• **Extrait du document**
▽

Initiative novatrice, sinon pertinente, le ministère de l’Education nationale a effectué une consultation préalable des élèves, durant une heure de cours, le 15 mai 2015. C’est bien de savoir ce qu’ils en pensent. Mais n’aurait-il été préférable de procéder plutôt à une enquête, au lieu d’entreprendre une discussion, à la va vite, avec leurs enseignants. D’ailleurs les élèves interrogés ont évoqué l’entretien de leur école, l’emploi du temps, l’absence d’espaces culturels et le rejet du tableau noir et de la craie, dépassés partout ailleurs. On privilégie ainsi les références à l’infrastructure, aux visions des programmes.
On aurait peut être dû instituer un Conseil supérieur des programmes, formé d’universitaires, de chercheurs, de spécialistes du système éducatif et des représentants élus de la Nation. Il s’agit, en fait, d’engager une réforme globale et de définir le socle commun, couronné par des parcours différenciés. En premier lieu, le programme devrait assurer la maîtrise des langues, et peut être introduire, à cet effet, des activités quotidiennes de lecture et d’écriture et de production régulière de textes. En histoire, on devrait conforter l’étude des repères chronologiques, par l’enseignement des « Lumières » et le nécessaire rappel du mouvement des réformes, en Tunisie, depuis le XIXe siècle, qui ont remis en cause les anachronismes dénoncés par Ben Dhiaf, Khéreddine, Tahar Haddad, Abdelaziz Thaalbi et Habib Bourguiba. La géographie devrait privilégier l’ouverture sur le monde et transgresser l’ancrage euro-méditerranéen.
Module obligatoire, pour tous, la philosophie devrait retrouver son rôle, pour développer l’esprit critique, instituer le débat, faire valoir les vérités relatives et volontiers partisanes. Il faudrait donc restituer l’enseignement de la philosophie mondiale, l’étude des grands courants politiques et idéologiques et des grandes écoles de pensées, dans les classes terminales. Il faudrait, en effet, restaurer la vocation émancipatrice de l’École républicaine, pour prévenir le pays des dérives, des engagements dans la violence et « l’autoritarisme des absolus », remettant en cause le droit de l’autre. Bien entendu, on devrait assurer la mise à niveau des différentes disciplines scientifiques.

△

• **Données fournies**
▽

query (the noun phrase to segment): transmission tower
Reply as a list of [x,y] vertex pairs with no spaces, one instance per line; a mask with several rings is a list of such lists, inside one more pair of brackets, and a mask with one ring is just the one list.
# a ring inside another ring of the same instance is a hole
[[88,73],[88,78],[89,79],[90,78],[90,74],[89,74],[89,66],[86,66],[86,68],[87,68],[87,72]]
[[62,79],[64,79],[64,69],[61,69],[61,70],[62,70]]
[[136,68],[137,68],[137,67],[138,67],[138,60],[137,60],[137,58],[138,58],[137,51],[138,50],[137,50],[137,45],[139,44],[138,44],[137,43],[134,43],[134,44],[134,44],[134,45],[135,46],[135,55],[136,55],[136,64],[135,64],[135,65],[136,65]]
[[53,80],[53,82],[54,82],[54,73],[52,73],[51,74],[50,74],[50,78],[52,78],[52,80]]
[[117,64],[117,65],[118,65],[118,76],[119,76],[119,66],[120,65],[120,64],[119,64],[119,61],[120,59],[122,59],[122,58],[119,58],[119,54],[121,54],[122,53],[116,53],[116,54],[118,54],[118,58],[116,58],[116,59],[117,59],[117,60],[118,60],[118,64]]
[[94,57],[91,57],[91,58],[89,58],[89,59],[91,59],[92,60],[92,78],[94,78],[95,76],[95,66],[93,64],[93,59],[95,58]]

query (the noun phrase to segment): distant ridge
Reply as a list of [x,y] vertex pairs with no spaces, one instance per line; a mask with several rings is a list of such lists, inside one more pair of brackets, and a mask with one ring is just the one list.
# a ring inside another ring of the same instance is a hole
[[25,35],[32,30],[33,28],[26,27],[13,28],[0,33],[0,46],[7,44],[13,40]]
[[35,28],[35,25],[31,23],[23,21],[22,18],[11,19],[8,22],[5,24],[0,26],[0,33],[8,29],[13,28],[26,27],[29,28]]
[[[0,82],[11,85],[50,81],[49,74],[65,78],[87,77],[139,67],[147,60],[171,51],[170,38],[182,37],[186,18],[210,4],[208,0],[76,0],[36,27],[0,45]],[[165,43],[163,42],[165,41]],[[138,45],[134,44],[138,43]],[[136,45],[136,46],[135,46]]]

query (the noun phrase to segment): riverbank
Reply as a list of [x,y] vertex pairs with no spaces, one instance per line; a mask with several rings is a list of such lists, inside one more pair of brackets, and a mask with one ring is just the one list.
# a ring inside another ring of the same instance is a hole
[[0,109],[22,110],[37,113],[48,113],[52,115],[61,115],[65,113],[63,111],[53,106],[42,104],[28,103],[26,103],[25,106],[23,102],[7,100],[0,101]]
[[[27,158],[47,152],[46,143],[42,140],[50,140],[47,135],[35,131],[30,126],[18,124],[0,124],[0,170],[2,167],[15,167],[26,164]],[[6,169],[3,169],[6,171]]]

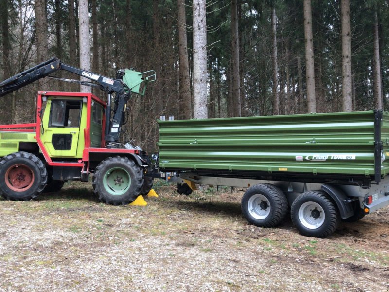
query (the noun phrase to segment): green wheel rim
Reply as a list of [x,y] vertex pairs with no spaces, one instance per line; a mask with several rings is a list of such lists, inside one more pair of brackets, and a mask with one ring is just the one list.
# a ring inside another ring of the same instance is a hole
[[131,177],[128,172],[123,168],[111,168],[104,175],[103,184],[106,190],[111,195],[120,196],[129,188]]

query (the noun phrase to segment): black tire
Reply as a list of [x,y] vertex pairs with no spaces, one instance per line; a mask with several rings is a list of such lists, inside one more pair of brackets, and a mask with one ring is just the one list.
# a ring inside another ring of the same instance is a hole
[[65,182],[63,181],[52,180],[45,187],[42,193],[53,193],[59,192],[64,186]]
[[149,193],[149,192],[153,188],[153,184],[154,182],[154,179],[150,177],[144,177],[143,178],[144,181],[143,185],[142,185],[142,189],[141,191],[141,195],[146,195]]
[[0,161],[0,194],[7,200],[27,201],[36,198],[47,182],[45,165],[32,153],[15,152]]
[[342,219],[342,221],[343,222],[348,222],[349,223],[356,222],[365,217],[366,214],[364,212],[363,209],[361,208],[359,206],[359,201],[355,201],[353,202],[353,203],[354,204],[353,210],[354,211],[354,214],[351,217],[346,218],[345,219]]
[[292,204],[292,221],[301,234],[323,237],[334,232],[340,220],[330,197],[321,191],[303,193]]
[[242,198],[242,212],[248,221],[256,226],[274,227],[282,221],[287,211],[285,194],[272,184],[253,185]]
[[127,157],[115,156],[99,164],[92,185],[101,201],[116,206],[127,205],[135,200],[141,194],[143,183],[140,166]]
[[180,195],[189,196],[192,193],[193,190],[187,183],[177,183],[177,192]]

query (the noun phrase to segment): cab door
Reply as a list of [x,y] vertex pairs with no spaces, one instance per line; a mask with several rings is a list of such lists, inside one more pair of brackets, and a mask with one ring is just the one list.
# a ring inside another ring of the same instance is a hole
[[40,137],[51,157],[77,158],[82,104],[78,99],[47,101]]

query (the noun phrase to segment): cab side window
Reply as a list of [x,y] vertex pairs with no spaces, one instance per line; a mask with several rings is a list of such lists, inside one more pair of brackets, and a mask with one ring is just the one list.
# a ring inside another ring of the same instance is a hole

△
▽

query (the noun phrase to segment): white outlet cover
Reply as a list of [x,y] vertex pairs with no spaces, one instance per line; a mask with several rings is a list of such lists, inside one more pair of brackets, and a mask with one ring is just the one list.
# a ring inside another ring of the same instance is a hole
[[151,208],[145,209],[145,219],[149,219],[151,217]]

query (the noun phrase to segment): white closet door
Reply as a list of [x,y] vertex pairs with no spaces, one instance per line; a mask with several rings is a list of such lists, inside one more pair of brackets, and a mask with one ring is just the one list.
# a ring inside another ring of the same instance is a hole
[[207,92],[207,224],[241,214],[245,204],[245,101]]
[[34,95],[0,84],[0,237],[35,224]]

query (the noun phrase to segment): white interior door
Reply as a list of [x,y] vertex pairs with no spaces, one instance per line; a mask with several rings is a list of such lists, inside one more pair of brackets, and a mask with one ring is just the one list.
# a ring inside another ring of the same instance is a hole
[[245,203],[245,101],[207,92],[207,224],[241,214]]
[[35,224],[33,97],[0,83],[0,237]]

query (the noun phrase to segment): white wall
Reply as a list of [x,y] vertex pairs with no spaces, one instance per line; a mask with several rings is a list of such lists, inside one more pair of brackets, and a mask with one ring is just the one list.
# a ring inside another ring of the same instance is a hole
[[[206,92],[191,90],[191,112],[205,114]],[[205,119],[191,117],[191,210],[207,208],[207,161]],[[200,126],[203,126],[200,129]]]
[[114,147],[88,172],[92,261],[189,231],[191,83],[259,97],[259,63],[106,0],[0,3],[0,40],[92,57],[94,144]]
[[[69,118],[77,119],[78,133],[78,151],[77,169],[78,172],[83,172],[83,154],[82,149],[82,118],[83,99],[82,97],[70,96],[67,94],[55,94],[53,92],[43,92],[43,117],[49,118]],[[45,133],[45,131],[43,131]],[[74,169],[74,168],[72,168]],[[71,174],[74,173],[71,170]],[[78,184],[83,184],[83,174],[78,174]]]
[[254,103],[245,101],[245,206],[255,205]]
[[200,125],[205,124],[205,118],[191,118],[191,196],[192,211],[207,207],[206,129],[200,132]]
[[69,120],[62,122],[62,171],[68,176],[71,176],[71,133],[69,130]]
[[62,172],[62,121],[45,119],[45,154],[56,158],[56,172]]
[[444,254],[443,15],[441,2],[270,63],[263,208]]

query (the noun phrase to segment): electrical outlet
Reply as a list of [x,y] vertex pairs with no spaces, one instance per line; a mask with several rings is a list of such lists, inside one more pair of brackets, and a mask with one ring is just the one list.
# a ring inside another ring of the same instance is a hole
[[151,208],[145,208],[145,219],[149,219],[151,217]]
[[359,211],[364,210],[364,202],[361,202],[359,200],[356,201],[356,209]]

△
▽

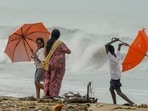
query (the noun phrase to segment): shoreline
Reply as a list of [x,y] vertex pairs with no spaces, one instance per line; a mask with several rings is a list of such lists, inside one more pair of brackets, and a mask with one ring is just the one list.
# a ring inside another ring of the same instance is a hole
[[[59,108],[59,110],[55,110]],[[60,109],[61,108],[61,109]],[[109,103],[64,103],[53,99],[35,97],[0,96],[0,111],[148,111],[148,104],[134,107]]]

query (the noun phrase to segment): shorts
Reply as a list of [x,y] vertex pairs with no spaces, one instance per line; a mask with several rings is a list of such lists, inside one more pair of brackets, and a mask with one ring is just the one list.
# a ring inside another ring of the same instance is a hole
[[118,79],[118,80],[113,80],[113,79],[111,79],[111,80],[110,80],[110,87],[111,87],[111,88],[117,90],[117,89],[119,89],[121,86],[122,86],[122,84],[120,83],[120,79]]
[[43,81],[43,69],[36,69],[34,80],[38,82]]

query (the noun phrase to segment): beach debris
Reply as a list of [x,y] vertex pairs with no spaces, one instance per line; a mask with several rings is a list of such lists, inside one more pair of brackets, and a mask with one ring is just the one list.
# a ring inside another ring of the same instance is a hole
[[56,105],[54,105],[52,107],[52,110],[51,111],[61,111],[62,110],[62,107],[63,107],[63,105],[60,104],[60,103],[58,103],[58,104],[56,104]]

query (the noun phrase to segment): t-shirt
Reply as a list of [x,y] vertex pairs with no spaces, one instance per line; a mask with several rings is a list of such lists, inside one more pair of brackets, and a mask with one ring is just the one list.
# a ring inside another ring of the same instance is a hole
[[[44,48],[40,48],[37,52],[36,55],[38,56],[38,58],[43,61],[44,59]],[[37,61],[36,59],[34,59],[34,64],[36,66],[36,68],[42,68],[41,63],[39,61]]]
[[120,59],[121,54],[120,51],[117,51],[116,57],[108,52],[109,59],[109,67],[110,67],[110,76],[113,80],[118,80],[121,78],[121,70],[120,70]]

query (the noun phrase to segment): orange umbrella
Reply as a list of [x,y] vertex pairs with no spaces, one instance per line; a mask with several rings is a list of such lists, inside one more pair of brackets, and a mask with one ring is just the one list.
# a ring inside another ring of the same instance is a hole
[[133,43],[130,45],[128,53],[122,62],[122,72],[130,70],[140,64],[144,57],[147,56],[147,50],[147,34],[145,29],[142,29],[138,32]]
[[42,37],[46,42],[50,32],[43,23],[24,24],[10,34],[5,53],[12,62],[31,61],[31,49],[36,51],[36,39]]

△

• **Exercice A**
Recopiez fidèlement le passage de l'extrait du document qui commence par « Module obligatoire, pour » et se poursuit jusqu'à « différentes disciplines scientifiques. ».
• **Exercice B**
Répondez aux questions suivantes à partir de l'extrait du document.
(i) À quelle date le ministère de l'Éducation nationale a-t-il consulté les élèves ?
(ii) Que devrait privilégier la géographie ?
(iii) Dans quelles classes faudrait-il restituer l'enseignement de la philosophie mondiale ?

• **Corrigé A**
Module obligatoire, pour tous, la philosophie devrait retrouver son rôle, pour développer l’esprit critique, instituer le débat, faire valoir les vérités relatives et volontiers partisanes. Il faudrait donc restituer l’enseignement de la philosophie mondiale, l’étude des grands courants politiques et idéologiques et des grandes écoles de pensées, dans les classes terminales. Il faudrait, en effet, restaurer la vocation émancipatrice de l’École républicaine, pour prévenir le pays des dérives, des engagements dans la violence et « l’autoritarisme des absolus », remettant en cause le droit de l’autre. Bien entendu, on devrait assurer la mise à niveau des différentes disciplines scientifiques.

• **Corrigé B**
(i) Le 15 mai 2015.
(ii) L'ouverture sur le monde.
(iii) Dans les classes terminales.